The reply should return the data in full, exactly as written.
BEGIN Source information
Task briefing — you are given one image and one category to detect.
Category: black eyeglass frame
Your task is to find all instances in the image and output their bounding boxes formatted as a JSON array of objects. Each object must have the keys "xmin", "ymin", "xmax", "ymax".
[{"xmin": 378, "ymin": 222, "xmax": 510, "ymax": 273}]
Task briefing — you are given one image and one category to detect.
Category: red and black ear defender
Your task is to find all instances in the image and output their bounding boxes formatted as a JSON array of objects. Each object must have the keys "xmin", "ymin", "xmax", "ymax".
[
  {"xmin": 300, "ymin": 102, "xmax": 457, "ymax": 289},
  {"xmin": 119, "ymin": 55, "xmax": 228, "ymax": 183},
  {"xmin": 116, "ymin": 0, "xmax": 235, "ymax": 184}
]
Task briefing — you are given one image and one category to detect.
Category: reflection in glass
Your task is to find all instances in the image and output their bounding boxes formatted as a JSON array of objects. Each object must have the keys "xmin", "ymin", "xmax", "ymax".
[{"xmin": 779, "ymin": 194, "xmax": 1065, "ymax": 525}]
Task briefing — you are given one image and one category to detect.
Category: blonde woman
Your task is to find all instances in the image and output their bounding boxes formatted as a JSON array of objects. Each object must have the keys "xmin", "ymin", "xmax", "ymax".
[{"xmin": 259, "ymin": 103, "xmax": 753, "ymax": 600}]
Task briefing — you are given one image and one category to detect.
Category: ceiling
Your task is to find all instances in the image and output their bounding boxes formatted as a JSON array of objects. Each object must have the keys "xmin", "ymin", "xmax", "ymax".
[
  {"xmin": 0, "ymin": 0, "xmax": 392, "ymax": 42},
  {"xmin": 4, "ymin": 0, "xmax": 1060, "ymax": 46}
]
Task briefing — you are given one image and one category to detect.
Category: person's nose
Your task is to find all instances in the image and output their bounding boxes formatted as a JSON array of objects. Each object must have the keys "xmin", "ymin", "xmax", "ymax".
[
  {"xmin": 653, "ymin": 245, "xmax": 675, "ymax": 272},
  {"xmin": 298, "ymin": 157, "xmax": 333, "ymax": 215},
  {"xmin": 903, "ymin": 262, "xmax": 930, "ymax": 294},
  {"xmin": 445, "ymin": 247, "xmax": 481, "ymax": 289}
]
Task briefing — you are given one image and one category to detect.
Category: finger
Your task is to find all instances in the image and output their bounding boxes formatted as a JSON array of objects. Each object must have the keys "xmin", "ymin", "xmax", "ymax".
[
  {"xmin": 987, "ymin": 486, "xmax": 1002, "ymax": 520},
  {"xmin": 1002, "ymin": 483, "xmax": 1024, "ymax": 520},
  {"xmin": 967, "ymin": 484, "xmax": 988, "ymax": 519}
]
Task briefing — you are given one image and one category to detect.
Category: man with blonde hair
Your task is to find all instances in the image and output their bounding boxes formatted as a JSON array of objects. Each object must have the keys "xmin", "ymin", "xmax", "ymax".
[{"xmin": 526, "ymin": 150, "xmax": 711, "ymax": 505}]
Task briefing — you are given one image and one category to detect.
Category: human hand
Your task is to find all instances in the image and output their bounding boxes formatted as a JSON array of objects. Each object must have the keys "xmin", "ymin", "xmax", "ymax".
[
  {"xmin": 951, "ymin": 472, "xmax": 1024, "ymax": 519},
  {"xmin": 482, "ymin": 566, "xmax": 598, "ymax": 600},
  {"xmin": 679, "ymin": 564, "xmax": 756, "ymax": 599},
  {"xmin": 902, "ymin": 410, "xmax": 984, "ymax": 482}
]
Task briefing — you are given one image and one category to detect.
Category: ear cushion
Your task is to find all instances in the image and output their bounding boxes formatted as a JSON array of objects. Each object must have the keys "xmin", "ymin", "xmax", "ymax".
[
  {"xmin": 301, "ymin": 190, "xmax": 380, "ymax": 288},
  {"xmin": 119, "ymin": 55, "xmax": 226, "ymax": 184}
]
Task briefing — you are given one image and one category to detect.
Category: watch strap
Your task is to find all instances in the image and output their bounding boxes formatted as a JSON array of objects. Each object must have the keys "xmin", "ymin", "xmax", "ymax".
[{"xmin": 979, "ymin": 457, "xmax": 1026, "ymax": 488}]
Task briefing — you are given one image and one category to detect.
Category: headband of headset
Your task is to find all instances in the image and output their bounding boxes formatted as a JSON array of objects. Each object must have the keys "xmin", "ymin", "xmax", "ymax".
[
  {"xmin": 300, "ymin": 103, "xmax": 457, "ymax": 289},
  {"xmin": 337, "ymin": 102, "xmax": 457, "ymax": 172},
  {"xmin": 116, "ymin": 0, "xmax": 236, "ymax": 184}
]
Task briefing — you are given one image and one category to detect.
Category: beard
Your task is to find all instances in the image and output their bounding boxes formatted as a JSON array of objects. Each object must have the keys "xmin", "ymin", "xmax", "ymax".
END Source information
◆ **Exercise solution**:
Task briefing — you are given one image and one category to detect.
Category: black eyeglass frame
Your task is to find all instances in the image and output their bounding boxes formatted as a JSON array of objects. Each object must have the keys "xmin", "ymin", "xmax", "ymax".
[{"xmin": 378, "ymin": 222, "xmax": 510, "ymax": 273}]
Task briefing — you are given one image and one category to detect.
Category: red and black ear defender
Your task is to find all instances in the image and output their bounding boxes formatted as a JSON array of objects. Each object must have the keys "xmin", "ymin", "xmax", "ymax".
[
  {"xmin": 300, "ymin": 102, "xmax": 457, "ymax": 289},
  {"xmin": 119, "ymin": 55, "xmax": 228, "ymax": 183},
  {"xmin": 116, "ymin": 0, "xmax": 235, "ymax": 184}
]
Task briefing — you are given one image and one category to detect.
Category: reflection in glass
Your task is to find all instances in the image and output their bounding boxes formatted as a JSON array of objects. Each object must have the keys "xmin", "ymin", "xmax", "ymax".
[{"xmin": 779, "ymin": 194, "xmax": 1065, "ymax": 525}]
Task briefing — you are given one image and one category to detect.
Category: blonde woman
Your task is to find all instances in the image and output their bounding boxes formatted as a JSON array of objects. Each object must have the keys "xmin", "ymin", "xmax", "ymax".
[{"xmin": 259, "ymin": 103, "xmax": 753, "ymax": 600}]
Task briefing — you are given one image and one category to detect.
Category: ceiling
Your task is to find all instances in the image and output their bounding boxes formatted as a JSON array of objects. Each object must have the keys "xmin", "ymin", "xmax", "ymax".
[
  {"xmin": 0, "ymin": 0, "xmax": 392, "ymax": 42},
  {"xmin": 4, "ymin": 0, "xmax": 1060, "ymax": 46}
]
Task briefing — you are given one image and one category to detect.
Category: person's nose
Your task is to find all instances in the image and output their bounding boxes formatted as a JSON array of objects. Each object must have the keys "xmin", "ymin", "xmax", "ymax".
[
  {"xmin": 653, "ymin": 245, "xmax": 675, "ymax": 272},
  {"xmin": 298, "ymin": 157, "xmax": 333, "ymax": 215},
  {"xmin": 903, "ymin": 262, "xmax": 930, "ymax": 294},
  {"xmin": 445, "ymin": 247, "xmax": 481, "ymax": 289}
]
Task briefing — you are given one image and one category to detect.
Category: finger
Your task is to find all instances in the image and output their bounding boxes formatted as a JSON array of objects. Each object must have the keys "xmin", "ymin", "xmax", "ymax".
[
  {"xmin": 987, "ymin": 486, "xmax": 1002, "ymax": 520},
  {"xmin": 1002, "ymin": 483, "xmax": 1024, "ymax": 520},
  {"xmin": 967, "ymin": 484, "xmax": 988, "ymax": 519}
]
Task briefing — you are given one image and one category to detect.
Category: man with blonde hair
Your task is to find all instances in the image and output their bounding boxes formatted as a JSON array of objects. Each object must have the keys "xmin", "ymin", "xmax", "ymax".
[{"xmin": 526, "ymin": 150, "xmax": 711, "ymax": 505}]
Task briefing — you are given one image and one category to detect.
Category: human hand
Your task is to find all instances in the image and output their bounding boxes formatted as a JSON array of objects. Each object must have the keys "xmin", "ymin", "xmax", "ymax".
[
  {"xmin": 951, "ymin": 472, "xmax": 1024, "ymax": 519},
  {"xmin": 482, "ymin": 566, "xmax": 598, "ymax": 600},
  {"xmin": 679, "ymin": 564, "xmax": 756, "ymax": 599},
  {"xmin": 902, "ymin": 410, "xmax": 984, "ymax": 482}
]
Task briefing — you are given one image and one category to detect.
Category: ear cushion
Your task is to find all instances in the image and output their bounding boxes formatted as a JSON array of objects. Each object must have the keys "xmin", "ymin", "xmax", "ymax".
[
  {"xmin": 301, "ymin": 190, "xmax": 380, "ymax": 288},
  {"xmin": 119, "ymin": 55, "xmax": 226, "ymax": 184}
]
Task briefing — you are given one image and one category to detect.
Category: watch strap
Your task is to find all instances in the image and output their bounding boxes formatted as a JSON array of objects. Each object must have the keys "xmin", "ymin", "xmax", "ymax".
[{"xmin": 979, "ymin": 457, "xmax": 1026, "ymax": 488}]
Task briefing — you are given one image and one category to detect.
Category: headband of headset
Your task is to find all instances in the image and output their bounding boxes formatted as a JSON array of objects. Each object must have the keys "xmin", "ymin", "xmax", "ymax".
[
  {"xmin": 300, "ymin": 103, "xmax": 457, "ymax": 289},
  {"xmin": 337, "ymin": 102, "xmax": 457, "ymax": 172},
  {"xmin": 116, "ymin": 0, "xmax": 236, "ymax": 184}
]
Task briefing — you are given one image and one category to detect.
Category: beard
Your task is to find all instances in the image and output their bounding boxes formatted as a JSON array of objects. Each object must have the keys "xmin", "ymin", "xmax", "ymax".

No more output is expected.